Exercise material |
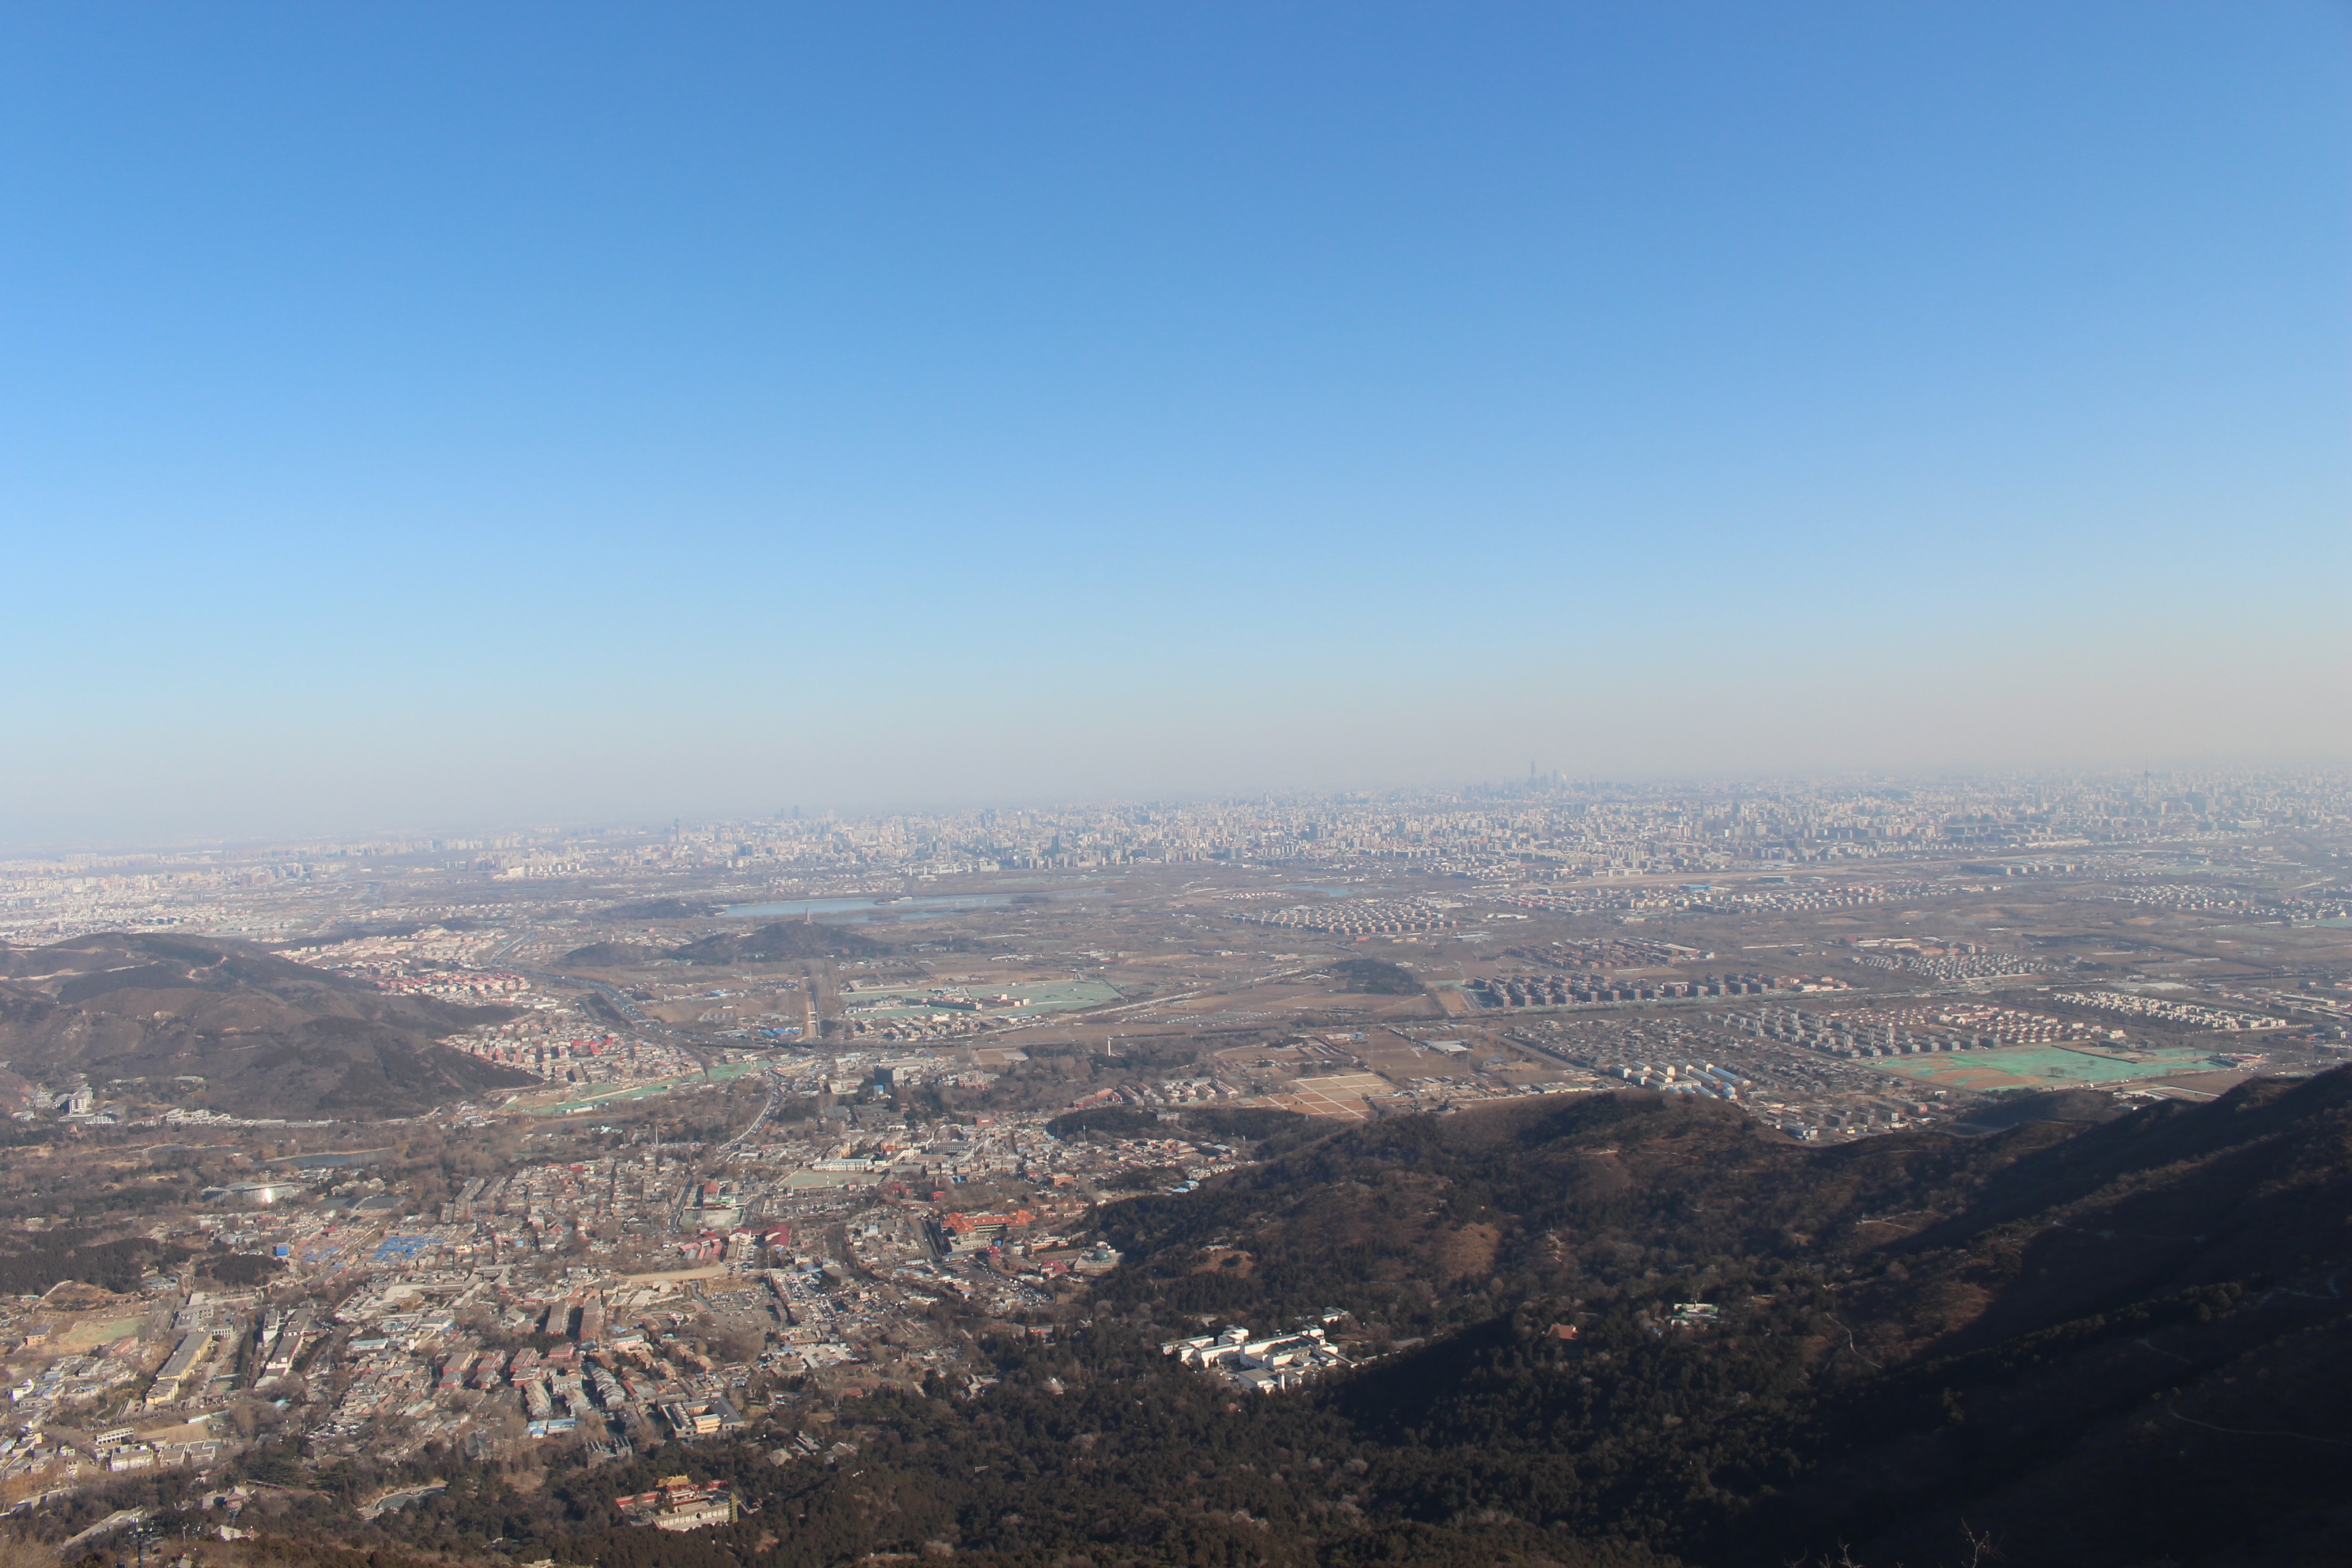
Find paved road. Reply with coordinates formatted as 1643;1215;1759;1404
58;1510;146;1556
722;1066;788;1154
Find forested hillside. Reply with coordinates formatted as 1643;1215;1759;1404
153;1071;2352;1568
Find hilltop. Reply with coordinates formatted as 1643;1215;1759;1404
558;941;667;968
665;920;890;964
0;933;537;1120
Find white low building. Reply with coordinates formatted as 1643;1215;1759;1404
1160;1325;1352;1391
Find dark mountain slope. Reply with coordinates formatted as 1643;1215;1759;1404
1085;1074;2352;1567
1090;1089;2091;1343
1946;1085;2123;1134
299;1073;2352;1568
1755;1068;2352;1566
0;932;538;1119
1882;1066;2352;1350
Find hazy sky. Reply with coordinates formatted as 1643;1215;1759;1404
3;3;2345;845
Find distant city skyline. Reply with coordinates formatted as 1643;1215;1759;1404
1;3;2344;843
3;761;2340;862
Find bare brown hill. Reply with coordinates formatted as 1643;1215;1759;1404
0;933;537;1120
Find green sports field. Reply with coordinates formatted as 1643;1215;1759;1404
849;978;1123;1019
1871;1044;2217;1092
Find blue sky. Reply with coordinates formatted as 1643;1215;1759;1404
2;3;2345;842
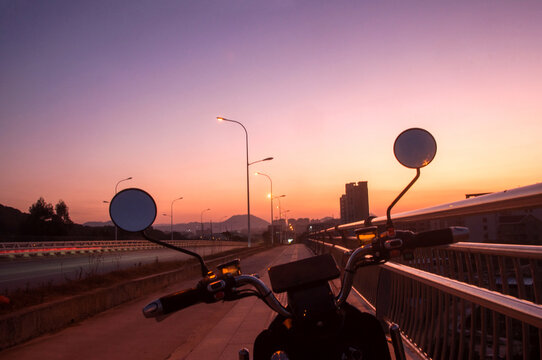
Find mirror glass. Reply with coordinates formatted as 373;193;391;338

Required work |
An exact copy of all the entries is required, and it must contain no pictures.

Task output |
Find paved road. Reply with coordinates formatted as 1643;1215;1759;1404
58;1510;146;1556
722;1066;788;1154
Find forested hillside. Reply with coordinates formatted as 1643;1215;1759;1404
153;1071;2352;1568
Find hilltop. Reply with coordinates formatted as 1643;1215;1759;1404
558;941;667;968
665;920;890;964
0;933;537;1120
Find white low building. Reply with coordinates formatted as 1643;1215;1759;1404
1160;1325;1352;1391
Find dark mountain slope. Reply with coordinates formatted as 1643;1215;1759;1404
1085;1074;2352;1567
1090;1089;2091;1343
1946;1085;2123;1134
299;1073;2352;1568
1755;1068;2352;1566
0;932;538;1119
1882;1066;2352;1350
Find hazy sky. Reply with coordinates formatted as 1643;1215;1759;1404
3;3;2345;845
Find distant city skyline. Reply with coordinates formatted as 1643;1215;1759;1404
1;3;2344;843
3;761;2340;862
Find bare brown hill. Reply with coordinates formatted as 1643;1215;1759;1404
0;933;537;1120
Find green sports field. Reply with coordinates formatted as 1643;1215;1759;1404
849;978;1123;1019
1871;1044;2217;1092
Find blue sky. Reply with coordinates formatted as 1643;1215;1759;1404
2;3;2345;842
Find mirror glass. Reply with coordinates formatted as 373;193;391;338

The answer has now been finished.